Rewrite the part of the entries below that opens with the line containing "Given the above image, your assignment is to detect raised" and runs through the last line as a Markdown table with the columns Row and Line, numbering each row and leaving out blank lines.

• **Source material**:
┄┄┄┄┄┄

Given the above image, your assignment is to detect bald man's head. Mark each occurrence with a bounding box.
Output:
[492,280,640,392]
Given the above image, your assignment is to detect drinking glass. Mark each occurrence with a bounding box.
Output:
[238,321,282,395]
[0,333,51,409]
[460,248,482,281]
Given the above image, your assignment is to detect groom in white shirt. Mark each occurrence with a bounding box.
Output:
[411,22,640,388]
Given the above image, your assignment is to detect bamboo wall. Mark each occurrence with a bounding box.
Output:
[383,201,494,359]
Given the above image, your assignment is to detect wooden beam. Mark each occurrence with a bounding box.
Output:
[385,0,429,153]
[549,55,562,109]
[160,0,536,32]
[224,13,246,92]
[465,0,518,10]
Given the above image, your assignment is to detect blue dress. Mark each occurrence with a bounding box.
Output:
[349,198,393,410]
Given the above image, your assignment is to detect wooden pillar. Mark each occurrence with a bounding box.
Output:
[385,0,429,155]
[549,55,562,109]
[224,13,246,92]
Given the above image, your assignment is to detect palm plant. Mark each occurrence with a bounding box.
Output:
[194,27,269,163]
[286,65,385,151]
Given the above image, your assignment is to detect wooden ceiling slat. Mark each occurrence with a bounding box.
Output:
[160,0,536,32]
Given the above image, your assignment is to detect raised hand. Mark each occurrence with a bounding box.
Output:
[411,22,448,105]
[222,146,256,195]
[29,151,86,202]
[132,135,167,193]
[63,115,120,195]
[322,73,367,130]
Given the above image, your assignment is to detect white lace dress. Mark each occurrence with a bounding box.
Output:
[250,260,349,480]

┄┄┄┄┄┄

• **Response below**:
| Row | Line |
|---|---|
| 1 | Given the above image, your assignment is to detect raised hand. Mark each occurrence with a bounding box. |
| 2 | Output: |
| 3 | [411,22,448,105] |
| 4 | [222,146,256,195] |
| 5 | [29,151,86,202] |
| 6 | [132,135,167,193] |
| 7 | [63,115,120,195] |
| 8 | [322,73,367,130] |
| 9 | Given the above image, your assignment is to detect white lace dress. Mark each occurrence with a bounding box. |
| 10 | Output: |
| 11 | [250,260,349,480] |